# EXERCISE DIRECTIONS:
Rewrite the material below so that every "Scan for" becomes "Search for", keeping everything else the same.

[Stored items from a collection]

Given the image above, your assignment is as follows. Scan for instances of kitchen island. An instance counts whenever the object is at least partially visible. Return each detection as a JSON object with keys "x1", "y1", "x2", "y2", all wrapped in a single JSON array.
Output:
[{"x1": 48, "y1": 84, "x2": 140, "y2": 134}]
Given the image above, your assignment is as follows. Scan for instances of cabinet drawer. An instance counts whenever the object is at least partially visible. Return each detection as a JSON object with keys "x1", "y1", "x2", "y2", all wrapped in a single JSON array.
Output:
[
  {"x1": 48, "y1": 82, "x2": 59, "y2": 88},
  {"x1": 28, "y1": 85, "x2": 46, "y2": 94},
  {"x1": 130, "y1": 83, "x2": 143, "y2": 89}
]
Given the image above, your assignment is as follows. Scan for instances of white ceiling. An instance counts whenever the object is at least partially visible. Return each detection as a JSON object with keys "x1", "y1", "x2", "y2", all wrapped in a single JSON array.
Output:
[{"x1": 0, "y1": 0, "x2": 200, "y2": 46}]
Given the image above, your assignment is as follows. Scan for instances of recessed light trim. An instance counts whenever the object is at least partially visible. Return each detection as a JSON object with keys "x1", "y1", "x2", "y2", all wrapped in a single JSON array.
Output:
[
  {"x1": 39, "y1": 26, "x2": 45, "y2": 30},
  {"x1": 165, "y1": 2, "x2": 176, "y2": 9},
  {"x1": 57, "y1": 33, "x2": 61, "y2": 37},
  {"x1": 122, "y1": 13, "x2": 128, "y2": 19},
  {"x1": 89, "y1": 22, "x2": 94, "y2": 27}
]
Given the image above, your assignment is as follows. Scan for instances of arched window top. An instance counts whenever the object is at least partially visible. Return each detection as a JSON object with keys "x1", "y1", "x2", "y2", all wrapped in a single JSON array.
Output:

# TASK RESULT:
Given the image above, your assignment is as follows. Search for instances of kitchen island. An instance counts whenever the object is at least partially visible. Return each detection as a JSON object with keys "x1", "y1", "x2", "y2", all wrapped in a single JSON array.
Output:
[{"x1": 48, "y1": 84, "x2": 140, "y2": 134}]
Given the image above, your assignment is as follows. Search for instances of cabinet drawer. An instance counts whenever the object is at least partially visible. Return each detection as a JSON object with keys "x1", "y1", "x2", "y2", all wrapped in a single JSON array.
Output:
[
  {"x1": 48, "y1": 82, "x2": 59, "y2": 88},
  {"x1": 28, "y1": 85, "x2": 46, "y2": 94},
  {"x1": 130, "y1": 83, "x2": 143, "y2": 89}
]
Given the image above, your assignment is as follows. Search for instances of white ceiling. An instance counts whenever the object is at least partially visible. Return each detection as a JSON object with keys "x1", "y1", "x2", "y2", all wrapped in a single JSON array.
Output:
[{"x1": 0, "y1": 0, "x2": 200, "y2": 46}]
Given the image above, your assignment is as follows. Search for instances of recessed light trim. An instance counts whenever the object is at least partially visible. Return each detection as a JSON object with keys "x1", "y1", "x2", "y2", all wrapped in a single JSON array.
Output:
[
  {"x1": 39, "y1": 26, "x2": 45, "y2": 30},
  {"x1": 165, "y1": 2, "x2": 176, "y2": 9},
  {"x1": 57, "y1": 33, "x2": 61, "y2": 37},
  {"x1": 122, "y1": 13, "x2": 128, "y2": 19},
  {"x1": 89, "y1": 22, "x2": 94, "y2": 27}
]
Given the image above, your assignment is as follows. Search for instances of arched window top. An instance counts whenever the object is at least partially visible. Return each detection as a JSON object with keys "x1", "y1", "x2", "y2", all wrapped in a single JSON array.
Output:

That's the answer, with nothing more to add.